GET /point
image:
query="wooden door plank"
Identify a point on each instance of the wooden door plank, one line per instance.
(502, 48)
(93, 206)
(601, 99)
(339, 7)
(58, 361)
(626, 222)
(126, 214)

GOAL: Reproduce the records above, substituting "board" for every occurrence of "plank" and leaving everything else unchanged.

EXERCISE RESPONSE:
GET /point
image:
query="wooden door board"
Identify a point on each instance of the wooden door board, one line per instance.
(502, 48)
(93, 206)
(601, 99)
(339, 7)
(58, 361)
(626, 222)
(126, 214)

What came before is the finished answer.